Box-labeled dataset excerpts
□ □ □

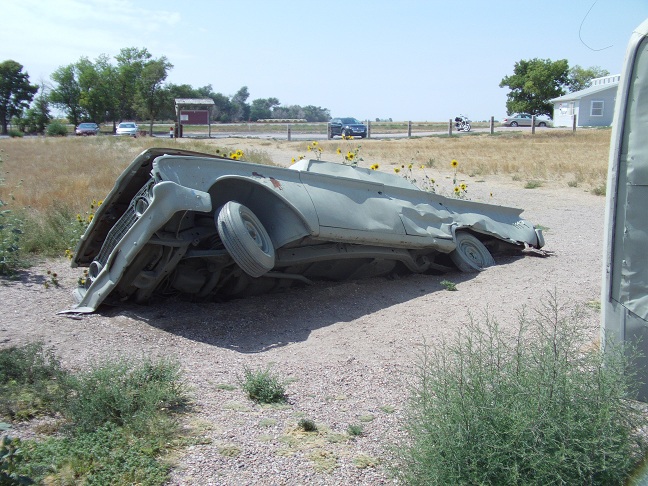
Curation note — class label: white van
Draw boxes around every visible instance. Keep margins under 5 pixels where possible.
[601,20,648,401]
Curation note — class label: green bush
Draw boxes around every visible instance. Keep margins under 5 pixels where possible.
[0,200,26,275]
[16,424,170,485]
[45,120,68,137]
[7,128,25,138]
[240,367,286,403]
[0,343,66,420]
[396,295,648,485]
[64,359,186,434]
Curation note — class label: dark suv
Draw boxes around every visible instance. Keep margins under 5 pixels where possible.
[329,118,367,138]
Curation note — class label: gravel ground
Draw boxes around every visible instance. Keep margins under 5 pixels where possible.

□ □ □

=== What you should do ===
Replace each "Curation note" in the listing above with "Annotation note" and write out the whole listing again with nothing else changed. Leave the pictures out.

=== Output for this exercise ===
Annotation note — class label: white van
Draw boxes around every visible instance. Keep margins under 5 pixels where possible.
[601,20,648,401]
Annotation note — class label: green bush
Draw boxes around every visible instance. Keep margins under 5 pixels where possible.
[0,200,26,275]
[16,424,170,485]
[45,120,68,137]
[7,128,25,138]
[240,367,286,403]
[0,343,66,420]
[396,295,648,485]
[64,359,186,434]
Annotation note — class label: dark suv
Draw boxes around every visible instance. Keep margins under 5 pixels where possible.
[329,118,367,138]
Annotation note — class label: gravel ground
Draw boxes around every visible instance. Keep margins under 5 pixels where possible.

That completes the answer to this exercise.